| Dataset excerpts on object pointing |
###
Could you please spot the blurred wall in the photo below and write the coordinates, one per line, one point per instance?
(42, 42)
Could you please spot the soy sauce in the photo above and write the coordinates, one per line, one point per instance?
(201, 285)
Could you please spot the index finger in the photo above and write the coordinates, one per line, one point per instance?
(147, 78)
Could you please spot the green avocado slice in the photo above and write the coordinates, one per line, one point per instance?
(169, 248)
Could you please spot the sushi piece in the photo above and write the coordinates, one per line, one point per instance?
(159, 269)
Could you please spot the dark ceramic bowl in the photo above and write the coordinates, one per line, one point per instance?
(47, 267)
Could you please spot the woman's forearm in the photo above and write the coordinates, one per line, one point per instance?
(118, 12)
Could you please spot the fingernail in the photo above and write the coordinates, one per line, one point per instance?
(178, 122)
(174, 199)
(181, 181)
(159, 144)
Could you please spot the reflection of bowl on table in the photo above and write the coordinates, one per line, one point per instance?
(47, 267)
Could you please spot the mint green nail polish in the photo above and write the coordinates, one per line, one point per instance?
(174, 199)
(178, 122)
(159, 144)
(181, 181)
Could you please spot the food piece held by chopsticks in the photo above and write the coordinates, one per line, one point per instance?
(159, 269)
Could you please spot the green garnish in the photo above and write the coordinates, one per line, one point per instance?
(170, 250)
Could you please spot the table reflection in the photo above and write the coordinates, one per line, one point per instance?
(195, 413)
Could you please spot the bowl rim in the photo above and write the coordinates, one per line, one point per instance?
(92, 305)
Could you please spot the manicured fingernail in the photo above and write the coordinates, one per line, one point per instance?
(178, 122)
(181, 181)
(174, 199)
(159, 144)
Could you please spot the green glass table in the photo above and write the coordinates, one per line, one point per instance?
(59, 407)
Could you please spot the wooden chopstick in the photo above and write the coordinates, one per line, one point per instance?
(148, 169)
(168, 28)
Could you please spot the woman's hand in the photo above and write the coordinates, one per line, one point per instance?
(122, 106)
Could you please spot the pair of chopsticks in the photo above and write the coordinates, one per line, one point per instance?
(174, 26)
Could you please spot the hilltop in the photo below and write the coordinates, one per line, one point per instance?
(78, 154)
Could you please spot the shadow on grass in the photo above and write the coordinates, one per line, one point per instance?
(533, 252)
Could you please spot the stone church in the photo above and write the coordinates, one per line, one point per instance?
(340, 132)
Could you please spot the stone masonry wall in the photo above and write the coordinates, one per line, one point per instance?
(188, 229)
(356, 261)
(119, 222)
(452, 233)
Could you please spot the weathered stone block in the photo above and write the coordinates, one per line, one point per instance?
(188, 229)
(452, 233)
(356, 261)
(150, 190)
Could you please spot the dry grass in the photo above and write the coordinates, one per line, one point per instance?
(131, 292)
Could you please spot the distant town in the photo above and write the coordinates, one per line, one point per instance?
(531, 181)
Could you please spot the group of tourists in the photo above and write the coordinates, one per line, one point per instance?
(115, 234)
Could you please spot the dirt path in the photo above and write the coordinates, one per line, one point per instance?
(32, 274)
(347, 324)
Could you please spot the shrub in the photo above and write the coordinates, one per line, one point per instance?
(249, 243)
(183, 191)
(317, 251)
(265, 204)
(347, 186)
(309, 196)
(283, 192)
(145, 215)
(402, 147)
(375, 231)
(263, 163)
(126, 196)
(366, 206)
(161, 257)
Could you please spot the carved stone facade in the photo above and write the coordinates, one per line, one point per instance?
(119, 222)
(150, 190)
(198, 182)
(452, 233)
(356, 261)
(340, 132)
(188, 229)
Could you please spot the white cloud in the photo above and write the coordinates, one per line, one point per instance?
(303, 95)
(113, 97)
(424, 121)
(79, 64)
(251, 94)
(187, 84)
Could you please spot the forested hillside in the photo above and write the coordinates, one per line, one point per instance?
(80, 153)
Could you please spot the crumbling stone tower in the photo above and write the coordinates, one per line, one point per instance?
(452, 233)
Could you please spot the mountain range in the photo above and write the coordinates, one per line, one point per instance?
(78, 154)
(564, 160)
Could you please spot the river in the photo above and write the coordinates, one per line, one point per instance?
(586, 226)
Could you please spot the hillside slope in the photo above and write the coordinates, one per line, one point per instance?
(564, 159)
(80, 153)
###
| THE PROBLEM |
Rewrite the stretch of the records from the line containing "Could you please spot the white" through the end, shifting each coordinate value up by 138 and keeping every other line unchanged.

| RESULT OF THIS TASK |
Could you please spot the white cloud in the photo above and write the coordinates, one per line, one point per instance?
(441, 233)
(251, 235)
(562, 259)
(217, 202)
(389, 232)
(325, 222)
Could you please spot the forested hillside in the photo above and write the coordinates, one per line, one point per instance?
(218, 291)
Could you please spot the crumbling stone tower in the photo above and write the coordinates, one per line, one point per instance?
(590, 371)
Could you please spot the mountain range in the photo above and write the coordinates, one per line, one point per instance?
(216, 292)
(702, 298)
Could you please spot the river in the photo above and write the coordinates, one per line, one point per instance?
(724, 364)
Could you please spot the hillside slope in the photo above and write the coordinates, one per line, one point per instance?
(702, 297)
(218, 291)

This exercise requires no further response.